#### SOLICITAÇÃO ESCRITA 1:
Segundo o trecho sobre os heróis de games, para que servia a boina vermelha de Mario?
#### SOLICITAÇÃO ESCRITA 2:
Coloque em um CSV de duas colunas, "pedido" e "resultado", a parte da listagem que começa na linha que contém "Target: long curly hair" e vai até o fim da listagem, com uma linha por pedido. Cada campo deve vir entre aspas, com as quebras de linha substituídas por espaços.

#### TRECHO ORIGINAL:
○ ○ ○ ○ ○

Heróis de games precisam ganhar mais substância

Autor de livro que discute a narrativa nos jogos eletrônicos diz que é importante dar aos personagens dos jogos sentimentos e coisas inteligentes para dizer

FERNANDA EZABELLA
DE LOS ANGELES

Desde os tempos de Mario Bros, a indústria de videogames batalha para dar realismo a seus personagens. A boina vermelha de Mario, por exemplo, servia para esconder a dificuldade de recriar cabelos, um desafio que existe até hoje. Para alguns especialistas, porém, não é o cabelo o problema dos games. É a falta de coração.
"Os desenvolvedores trabalham duro para fazer penteados maravilhosos, mas esquecem o quanto é importante dar a esses personagens sentimentos e coisas inteligentes para dizer", disse à Folha o americano Tom Bissell, autor do livro "Extra Lives Why Video Games Matter" (Vidas extras, por que videogames interessam), lançado no mês passado nos Estados Unidos.
Inquietações do tipo movem as entrevistas e reportagens que Bissell fez com nomes importantes da indústria do videogame, uma das mais lucrativas do mundo e que movimentou US$ 20 bilhões em 2009. O autor, premiado por livros de ficção, como um sobre a guerra do Vietnã, insiste que os games são sim uma forma de arte, embora ainda precisem ir além das narrativas tradicionais e melhorar muito os diálogos capengas de seus jogos. Tal crítica acabou resultando num convite para ele mesmo escrever o roteiro de um jogo, mas Bissell não pode dar detalhes.
O autor mergulhou no universo dos games ao encontrar dificuldades para terminar um trabalho, ainda inacabado. Passou 200 horas decifrando o mundo de Oblivion e meses cheirando cocaína e jogando Grand Theft Auto IV, experiências que ele narra em detalhes no livro "Extra Lives".
Além dos depoimentos pessoais, ele também descreve passagens de jogos como se fossem verdadeiras tramas literárias. "As emoções que eu senti nesses momentos -medo, dúvida, coragem- foram tão intensas como eu nunca antes senti, seja lendo um livro, vendo um filme ou ouvindo uma música", escreveu, após descrever uma batalha contra zumbis em Left 4 Dead.

○ ○ ○ ○ ○

#### DADOS ARMAZENADOS:
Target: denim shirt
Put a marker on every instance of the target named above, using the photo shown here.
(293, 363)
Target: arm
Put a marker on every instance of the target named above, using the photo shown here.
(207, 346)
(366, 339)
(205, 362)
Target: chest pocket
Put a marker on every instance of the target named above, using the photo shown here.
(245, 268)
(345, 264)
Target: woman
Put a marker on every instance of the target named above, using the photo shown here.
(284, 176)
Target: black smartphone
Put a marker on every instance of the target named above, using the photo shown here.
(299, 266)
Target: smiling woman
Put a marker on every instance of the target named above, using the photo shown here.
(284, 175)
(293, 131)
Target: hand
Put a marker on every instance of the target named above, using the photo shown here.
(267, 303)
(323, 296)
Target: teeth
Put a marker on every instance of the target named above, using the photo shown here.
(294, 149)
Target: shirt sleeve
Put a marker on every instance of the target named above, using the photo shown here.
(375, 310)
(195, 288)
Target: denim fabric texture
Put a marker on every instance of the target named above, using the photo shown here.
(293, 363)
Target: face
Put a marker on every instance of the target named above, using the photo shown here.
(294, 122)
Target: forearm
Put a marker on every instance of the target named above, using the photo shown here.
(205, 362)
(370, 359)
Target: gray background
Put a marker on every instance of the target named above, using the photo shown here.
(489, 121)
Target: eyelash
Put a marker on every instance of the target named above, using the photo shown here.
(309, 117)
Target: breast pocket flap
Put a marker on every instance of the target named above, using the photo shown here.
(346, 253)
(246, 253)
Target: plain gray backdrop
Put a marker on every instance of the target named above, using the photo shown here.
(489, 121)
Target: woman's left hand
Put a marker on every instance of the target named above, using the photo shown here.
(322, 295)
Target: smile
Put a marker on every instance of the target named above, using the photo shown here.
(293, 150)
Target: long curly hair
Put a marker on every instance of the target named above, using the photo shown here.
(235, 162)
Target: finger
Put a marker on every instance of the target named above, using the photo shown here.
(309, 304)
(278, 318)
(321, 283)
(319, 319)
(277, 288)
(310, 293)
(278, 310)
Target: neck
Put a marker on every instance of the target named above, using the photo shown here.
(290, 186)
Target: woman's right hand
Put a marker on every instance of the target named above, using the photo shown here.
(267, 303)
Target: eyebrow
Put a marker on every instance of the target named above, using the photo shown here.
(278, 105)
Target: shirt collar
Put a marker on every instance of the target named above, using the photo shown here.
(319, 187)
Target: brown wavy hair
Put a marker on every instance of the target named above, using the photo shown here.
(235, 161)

○ ○ ○ ○ ○

#### RESPOSTA COMPLETA 1:
Servia para esconder a dificuldade de recriar cabelos.

#### RESPOSTA COMPLETA 2:
pedido,resultado
"Target: long curly hair Put a marker on every instance of the target named above, using the photo shown here.","(235, 162)"
"Target: finger Put a marker on every instance of the target named above, using the photo shown here.","(309, 304) (278, 318) (321, 283) (319, 319) (277, 288) (310, 293) (278, 310)"
"Target: neck Put a marker on every instance of the target named above, using the photo shown here.","(290, 186)"
"Target: woman's right hand Put a marker on every instance of the target named above, using the photo shown here.","(267, 303)"
"Target: eyebrow Put a marker on every instance of the target named above, using the photo shown here.","(278, 105)"
"Target: shirt collar Put a marker on every instance of the target named above, using the photo shown here.","(319, 187)"
"Target: brown wavy hair Put a marker on every instance of the target named above, using the photo shown here.","(235, 161)"